GIVEN TEXT ▸
#####

Review: Java Heat (2013)

Kellan Lutz and Mickey Rourke star in Java Heat, a film where an undercover agent soon becomes the prime suspect in a bombing case...

Java Heat is an Indonesian action film set in Java. Kellan Lutz (of Twilight fame) plays Jake Travers, an ex-marine turned FBI agent who is posted there under the cover of an American grad TA who is trying to bring down a terrorist cell. He has been tracking the bombings across the country and is finally getting close. However, his plans are thwarted by a local cop – Hashim, played by Ario Bayu, who believes at first he is involved in the most recent bombing which saw the country’s first female Sultan killed – or so they thought. The two then decide to work together while building an unlikely friendship in order to track down the real bomber and also find out where the Sultana has gone.

Oh and Mickey Rourke plays a jewel thief.

#####

WORK INSTRUCTIONS ▸
(A) Retype the part of the Java Heat review from "Kellan Lutz and" up to and including "Sultana has gone.".
(B) In the Java Heat review, what kind of character does Mickey Rourke play?
(C) Proceed with the Java Heat review from the point where its text ends.
The listing after this has no connection to the Java Heat review.

#####

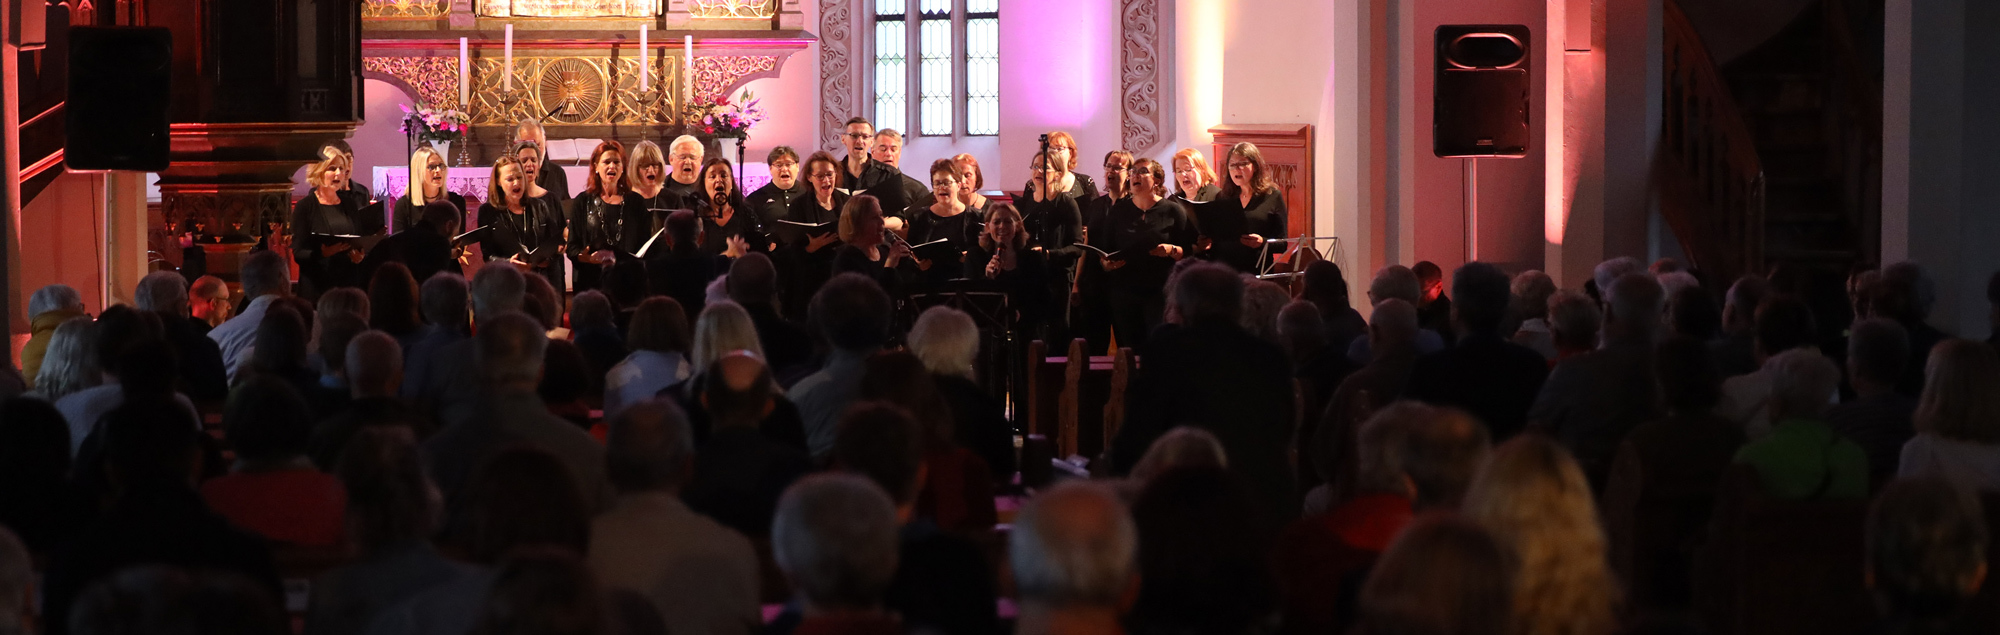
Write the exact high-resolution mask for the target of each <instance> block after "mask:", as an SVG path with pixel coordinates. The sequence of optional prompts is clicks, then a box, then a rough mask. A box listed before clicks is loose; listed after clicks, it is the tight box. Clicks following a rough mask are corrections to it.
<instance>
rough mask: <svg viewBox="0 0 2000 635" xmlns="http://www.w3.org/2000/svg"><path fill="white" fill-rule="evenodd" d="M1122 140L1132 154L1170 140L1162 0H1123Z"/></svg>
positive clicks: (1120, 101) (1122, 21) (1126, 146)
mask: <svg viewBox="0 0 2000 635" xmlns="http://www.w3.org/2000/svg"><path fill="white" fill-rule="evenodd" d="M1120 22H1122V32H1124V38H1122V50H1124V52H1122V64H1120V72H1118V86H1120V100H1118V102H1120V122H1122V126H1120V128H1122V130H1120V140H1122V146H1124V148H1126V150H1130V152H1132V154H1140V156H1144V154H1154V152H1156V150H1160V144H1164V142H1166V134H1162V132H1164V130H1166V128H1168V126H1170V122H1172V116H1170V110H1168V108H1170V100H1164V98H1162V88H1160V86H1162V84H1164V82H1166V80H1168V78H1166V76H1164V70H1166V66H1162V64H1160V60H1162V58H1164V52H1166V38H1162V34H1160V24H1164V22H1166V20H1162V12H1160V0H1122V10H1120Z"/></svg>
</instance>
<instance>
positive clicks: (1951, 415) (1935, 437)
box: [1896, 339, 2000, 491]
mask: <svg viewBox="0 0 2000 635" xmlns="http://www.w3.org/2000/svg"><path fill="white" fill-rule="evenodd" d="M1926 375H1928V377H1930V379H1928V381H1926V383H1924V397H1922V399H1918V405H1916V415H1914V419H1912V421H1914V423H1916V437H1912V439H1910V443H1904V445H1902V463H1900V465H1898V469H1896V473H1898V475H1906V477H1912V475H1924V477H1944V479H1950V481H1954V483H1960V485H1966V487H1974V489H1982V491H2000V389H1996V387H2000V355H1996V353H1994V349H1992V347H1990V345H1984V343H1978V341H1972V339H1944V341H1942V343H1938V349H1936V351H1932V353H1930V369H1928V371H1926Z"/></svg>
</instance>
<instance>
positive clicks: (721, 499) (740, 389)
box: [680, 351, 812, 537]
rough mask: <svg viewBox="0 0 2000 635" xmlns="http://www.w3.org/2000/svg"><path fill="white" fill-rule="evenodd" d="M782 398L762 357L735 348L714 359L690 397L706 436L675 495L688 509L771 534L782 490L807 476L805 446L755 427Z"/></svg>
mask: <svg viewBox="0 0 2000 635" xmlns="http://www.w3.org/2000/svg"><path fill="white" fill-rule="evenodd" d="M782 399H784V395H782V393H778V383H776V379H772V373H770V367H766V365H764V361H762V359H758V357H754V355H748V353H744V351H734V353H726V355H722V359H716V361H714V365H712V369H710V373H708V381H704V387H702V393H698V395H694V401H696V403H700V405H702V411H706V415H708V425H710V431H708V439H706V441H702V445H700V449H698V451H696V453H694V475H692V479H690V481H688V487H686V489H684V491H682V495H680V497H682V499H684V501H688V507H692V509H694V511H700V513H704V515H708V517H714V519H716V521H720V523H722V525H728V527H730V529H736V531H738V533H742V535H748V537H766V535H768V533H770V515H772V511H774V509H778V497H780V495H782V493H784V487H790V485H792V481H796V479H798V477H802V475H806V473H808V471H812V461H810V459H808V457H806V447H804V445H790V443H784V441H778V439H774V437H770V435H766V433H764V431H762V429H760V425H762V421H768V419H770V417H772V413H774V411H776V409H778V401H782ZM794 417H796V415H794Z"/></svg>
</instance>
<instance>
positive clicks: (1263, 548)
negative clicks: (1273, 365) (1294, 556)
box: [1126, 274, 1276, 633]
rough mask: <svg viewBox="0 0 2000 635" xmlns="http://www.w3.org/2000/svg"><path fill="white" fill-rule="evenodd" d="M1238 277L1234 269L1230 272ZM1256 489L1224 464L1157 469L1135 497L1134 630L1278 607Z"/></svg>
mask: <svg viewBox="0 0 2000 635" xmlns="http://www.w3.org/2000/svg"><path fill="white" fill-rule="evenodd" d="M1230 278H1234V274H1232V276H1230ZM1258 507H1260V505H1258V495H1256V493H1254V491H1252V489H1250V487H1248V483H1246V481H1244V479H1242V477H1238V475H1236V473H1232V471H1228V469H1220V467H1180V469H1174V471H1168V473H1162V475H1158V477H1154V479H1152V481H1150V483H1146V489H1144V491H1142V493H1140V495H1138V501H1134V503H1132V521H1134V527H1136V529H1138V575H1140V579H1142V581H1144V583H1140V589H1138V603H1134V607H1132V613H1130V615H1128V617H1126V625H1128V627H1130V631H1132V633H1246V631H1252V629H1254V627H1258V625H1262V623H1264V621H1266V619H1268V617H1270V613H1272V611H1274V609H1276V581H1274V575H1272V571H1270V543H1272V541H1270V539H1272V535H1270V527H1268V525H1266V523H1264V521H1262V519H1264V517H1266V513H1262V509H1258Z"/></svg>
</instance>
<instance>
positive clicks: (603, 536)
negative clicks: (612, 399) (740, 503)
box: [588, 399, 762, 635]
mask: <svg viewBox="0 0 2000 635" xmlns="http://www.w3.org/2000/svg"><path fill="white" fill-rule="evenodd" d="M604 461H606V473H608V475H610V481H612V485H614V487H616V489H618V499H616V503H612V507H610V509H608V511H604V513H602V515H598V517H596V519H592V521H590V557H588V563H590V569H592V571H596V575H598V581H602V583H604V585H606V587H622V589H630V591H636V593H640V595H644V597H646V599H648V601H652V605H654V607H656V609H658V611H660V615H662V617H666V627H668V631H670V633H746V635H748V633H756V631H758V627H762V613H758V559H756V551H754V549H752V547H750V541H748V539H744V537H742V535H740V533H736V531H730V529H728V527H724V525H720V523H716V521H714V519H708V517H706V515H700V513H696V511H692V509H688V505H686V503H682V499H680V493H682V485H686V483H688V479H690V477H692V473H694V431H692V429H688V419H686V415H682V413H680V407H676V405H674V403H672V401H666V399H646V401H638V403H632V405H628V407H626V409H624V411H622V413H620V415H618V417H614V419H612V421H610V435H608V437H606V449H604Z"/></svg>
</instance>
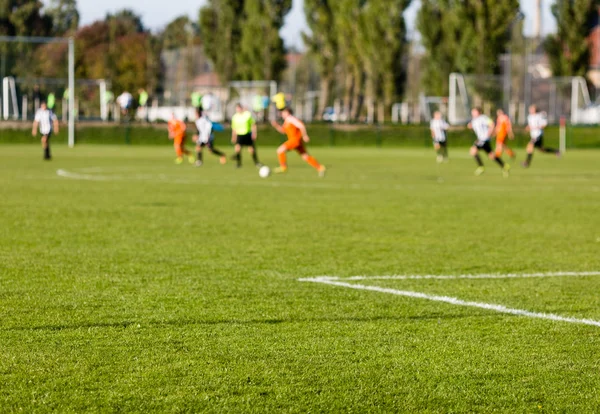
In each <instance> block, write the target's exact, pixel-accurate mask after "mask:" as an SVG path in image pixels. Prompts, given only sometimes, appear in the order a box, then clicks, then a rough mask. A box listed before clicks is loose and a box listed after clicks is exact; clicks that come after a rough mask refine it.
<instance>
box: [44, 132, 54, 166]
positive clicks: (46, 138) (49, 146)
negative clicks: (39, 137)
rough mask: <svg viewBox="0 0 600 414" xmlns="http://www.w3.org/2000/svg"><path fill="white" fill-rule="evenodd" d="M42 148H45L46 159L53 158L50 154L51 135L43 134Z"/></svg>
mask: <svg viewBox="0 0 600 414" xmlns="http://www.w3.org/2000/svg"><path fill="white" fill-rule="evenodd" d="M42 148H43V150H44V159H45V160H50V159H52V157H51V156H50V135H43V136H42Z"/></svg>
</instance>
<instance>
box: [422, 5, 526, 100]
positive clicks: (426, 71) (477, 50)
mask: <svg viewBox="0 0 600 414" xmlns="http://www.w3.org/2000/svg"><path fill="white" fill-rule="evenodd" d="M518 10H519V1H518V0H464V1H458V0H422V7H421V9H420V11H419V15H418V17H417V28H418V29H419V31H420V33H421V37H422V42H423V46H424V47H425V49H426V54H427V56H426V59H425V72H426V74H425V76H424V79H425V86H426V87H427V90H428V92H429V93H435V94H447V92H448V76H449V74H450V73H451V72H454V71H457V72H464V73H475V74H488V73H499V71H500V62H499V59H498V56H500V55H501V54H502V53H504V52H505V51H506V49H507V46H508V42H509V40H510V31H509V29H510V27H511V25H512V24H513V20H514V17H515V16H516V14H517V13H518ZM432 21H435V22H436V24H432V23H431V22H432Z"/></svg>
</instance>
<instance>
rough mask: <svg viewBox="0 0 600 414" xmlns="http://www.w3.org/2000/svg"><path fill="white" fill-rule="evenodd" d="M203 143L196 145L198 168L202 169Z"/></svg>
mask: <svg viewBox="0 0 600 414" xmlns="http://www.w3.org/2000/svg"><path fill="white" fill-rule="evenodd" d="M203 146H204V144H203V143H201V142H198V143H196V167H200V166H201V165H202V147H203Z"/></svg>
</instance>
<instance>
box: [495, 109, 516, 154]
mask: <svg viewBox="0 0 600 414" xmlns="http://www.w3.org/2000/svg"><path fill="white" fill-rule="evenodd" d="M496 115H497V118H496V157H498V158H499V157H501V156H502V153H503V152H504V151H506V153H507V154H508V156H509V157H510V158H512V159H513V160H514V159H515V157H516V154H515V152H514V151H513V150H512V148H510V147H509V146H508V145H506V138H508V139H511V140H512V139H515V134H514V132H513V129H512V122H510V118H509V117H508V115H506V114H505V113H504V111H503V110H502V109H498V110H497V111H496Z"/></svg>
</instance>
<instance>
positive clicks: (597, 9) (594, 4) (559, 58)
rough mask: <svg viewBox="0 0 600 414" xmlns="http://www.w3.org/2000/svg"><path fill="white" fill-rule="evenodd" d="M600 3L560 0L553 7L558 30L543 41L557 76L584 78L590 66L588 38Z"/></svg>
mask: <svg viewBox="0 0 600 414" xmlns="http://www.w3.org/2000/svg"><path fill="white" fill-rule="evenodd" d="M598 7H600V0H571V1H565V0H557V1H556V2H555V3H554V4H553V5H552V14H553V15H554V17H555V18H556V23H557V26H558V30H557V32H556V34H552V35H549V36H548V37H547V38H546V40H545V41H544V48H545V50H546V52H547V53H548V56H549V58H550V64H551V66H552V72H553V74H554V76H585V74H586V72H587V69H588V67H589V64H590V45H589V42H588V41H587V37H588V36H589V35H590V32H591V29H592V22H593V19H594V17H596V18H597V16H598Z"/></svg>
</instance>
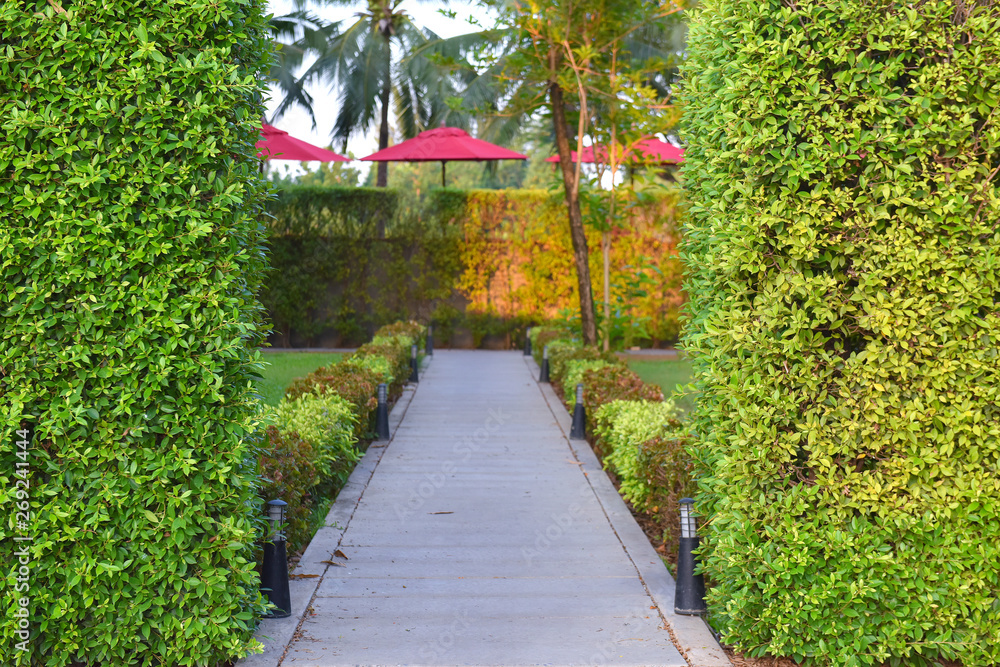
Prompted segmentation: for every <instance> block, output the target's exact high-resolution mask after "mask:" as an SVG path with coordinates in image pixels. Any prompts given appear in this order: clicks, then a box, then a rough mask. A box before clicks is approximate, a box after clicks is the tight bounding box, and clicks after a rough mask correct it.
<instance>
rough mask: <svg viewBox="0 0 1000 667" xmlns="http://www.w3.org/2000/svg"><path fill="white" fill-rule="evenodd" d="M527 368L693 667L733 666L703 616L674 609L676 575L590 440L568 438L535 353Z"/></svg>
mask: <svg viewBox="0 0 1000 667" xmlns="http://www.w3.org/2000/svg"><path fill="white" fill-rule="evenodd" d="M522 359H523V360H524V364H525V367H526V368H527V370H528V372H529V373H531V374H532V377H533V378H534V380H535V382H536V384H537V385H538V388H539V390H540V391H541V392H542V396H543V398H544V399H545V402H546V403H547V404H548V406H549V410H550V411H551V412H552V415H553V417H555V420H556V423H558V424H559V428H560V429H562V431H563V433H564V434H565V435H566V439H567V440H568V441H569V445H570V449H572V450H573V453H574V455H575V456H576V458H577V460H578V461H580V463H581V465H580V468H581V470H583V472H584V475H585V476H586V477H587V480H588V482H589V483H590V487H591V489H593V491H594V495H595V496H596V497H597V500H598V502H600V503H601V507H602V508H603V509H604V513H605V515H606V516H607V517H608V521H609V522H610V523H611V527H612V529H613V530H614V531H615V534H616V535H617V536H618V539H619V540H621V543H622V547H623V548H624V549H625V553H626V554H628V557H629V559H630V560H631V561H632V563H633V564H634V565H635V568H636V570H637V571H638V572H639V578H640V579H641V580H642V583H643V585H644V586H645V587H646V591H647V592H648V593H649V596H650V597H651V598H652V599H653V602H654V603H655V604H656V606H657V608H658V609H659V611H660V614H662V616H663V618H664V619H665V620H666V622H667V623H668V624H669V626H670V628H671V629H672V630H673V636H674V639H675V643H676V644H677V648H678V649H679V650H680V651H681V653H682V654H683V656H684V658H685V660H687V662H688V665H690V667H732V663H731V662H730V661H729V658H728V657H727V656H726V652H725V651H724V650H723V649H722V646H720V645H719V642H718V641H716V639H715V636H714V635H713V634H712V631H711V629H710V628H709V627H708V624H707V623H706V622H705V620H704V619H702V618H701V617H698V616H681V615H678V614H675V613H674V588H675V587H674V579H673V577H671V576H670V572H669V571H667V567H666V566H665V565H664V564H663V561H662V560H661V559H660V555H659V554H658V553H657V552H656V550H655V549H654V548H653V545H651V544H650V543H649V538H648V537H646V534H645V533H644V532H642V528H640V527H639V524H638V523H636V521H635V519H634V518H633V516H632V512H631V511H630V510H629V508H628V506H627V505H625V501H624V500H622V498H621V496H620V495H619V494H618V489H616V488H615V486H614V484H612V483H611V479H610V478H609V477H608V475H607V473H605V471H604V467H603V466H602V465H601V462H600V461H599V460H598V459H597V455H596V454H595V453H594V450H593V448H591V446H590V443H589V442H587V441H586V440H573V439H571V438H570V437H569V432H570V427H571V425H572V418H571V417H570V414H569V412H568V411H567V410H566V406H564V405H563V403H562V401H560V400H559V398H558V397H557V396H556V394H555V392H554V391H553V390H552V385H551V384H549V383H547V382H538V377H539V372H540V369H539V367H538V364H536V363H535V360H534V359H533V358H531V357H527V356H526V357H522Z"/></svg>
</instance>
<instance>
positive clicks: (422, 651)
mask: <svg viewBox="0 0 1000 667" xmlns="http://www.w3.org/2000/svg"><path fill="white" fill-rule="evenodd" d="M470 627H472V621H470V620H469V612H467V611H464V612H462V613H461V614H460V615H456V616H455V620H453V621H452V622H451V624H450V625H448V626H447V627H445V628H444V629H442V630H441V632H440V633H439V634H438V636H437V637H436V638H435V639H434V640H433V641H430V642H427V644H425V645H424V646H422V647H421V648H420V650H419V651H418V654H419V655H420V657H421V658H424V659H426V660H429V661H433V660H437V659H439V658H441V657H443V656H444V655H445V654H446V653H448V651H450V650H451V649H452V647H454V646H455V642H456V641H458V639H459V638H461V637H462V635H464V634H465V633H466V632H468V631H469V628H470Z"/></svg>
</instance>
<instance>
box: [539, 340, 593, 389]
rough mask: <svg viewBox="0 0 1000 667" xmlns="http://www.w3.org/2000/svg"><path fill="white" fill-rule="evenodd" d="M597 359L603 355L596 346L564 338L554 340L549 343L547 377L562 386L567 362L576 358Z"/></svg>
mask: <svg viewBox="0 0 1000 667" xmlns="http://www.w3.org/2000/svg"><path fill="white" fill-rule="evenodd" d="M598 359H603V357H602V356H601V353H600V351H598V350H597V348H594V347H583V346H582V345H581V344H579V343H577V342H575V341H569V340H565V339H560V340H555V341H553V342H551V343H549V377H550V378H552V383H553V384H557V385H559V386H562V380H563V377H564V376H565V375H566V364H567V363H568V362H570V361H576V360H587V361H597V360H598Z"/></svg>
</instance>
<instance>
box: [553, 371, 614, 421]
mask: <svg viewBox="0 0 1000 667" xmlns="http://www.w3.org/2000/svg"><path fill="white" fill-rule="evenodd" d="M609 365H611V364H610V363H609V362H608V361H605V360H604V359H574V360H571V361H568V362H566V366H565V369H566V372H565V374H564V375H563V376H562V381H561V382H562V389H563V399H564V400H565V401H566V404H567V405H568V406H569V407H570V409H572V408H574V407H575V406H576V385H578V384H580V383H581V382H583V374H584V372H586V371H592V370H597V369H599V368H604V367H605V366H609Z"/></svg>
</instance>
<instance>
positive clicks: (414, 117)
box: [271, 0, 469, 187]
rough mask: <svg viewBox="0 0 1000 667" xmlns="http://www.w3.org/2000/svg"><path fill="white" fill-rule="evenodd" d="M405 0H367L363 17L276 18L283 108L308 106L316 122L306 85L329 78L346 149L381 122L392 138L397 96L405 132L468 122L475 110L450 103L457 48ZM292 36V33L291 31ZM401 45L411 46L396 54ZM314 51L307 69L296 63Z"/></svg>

#####

OUTPUTS FOR THE TASKS ▸
(A)
Kellan Lutz and Mickey Rourke star in Java Heat, a film where an undercover agent soon becomes the prime suspect in a bombing case...

Java Heat is an Indonesian action film set in Java. Kellan Lutz (of Twilight fame) plays Jake Travers, an ex-marine turned FBI agent who is posted there under the cover of an American grad TA who is trying to bring down a terrorist cell. He has been tracking the bombings across the country and is finally getting close. However, his plans are thwarted by a local cop – Hashim, played by Ario Bayu, who believes at first he is involved in the most recent bombing which saw the country’s first female Sultan killed – or so they thought. The two then decide to work together while building an unlikely friendship in order to track down the real bomber and also find out where the Sultana has gone.

(B) A jewel thief.

(C)
There are many problems with Java Heat which explains why it is a straight to DVD release over here in the UK. The plot is messy and not really controlled, the acting is mediocre and not at any point can you understand what Mickey Rourke is saying. It’s clear to see why Lutz signed up to such a project having been somewhat buried in the Twilight Saga – this is a chance to shine as the leading action man with the physique to prove it, however it just doesn’t fit. He looks the part but has none of the acting chops to full pull it off. Even his partnership with Hashim is not quite right as the two men don’t really muster the sort of chemistry that is usually seen in films with fellow law enforcement at logger heads. However, Ario Bayu does actually impress.

The action sequences seem a bit lazy and mainly consist of lots of bomb explosions and shoot outs as the main attractions but because they happen quite often even these lose scale and fail to impress. There is also the introduction of split screens which again just add to the mediocre nature of it and its direction.

Overall Java Heat is very much a straight to DVD effort, which means many will know what to expect. It’s not one to rush out and buy – more a film if you want a late night film on a Friday when there’s nothing better to watch.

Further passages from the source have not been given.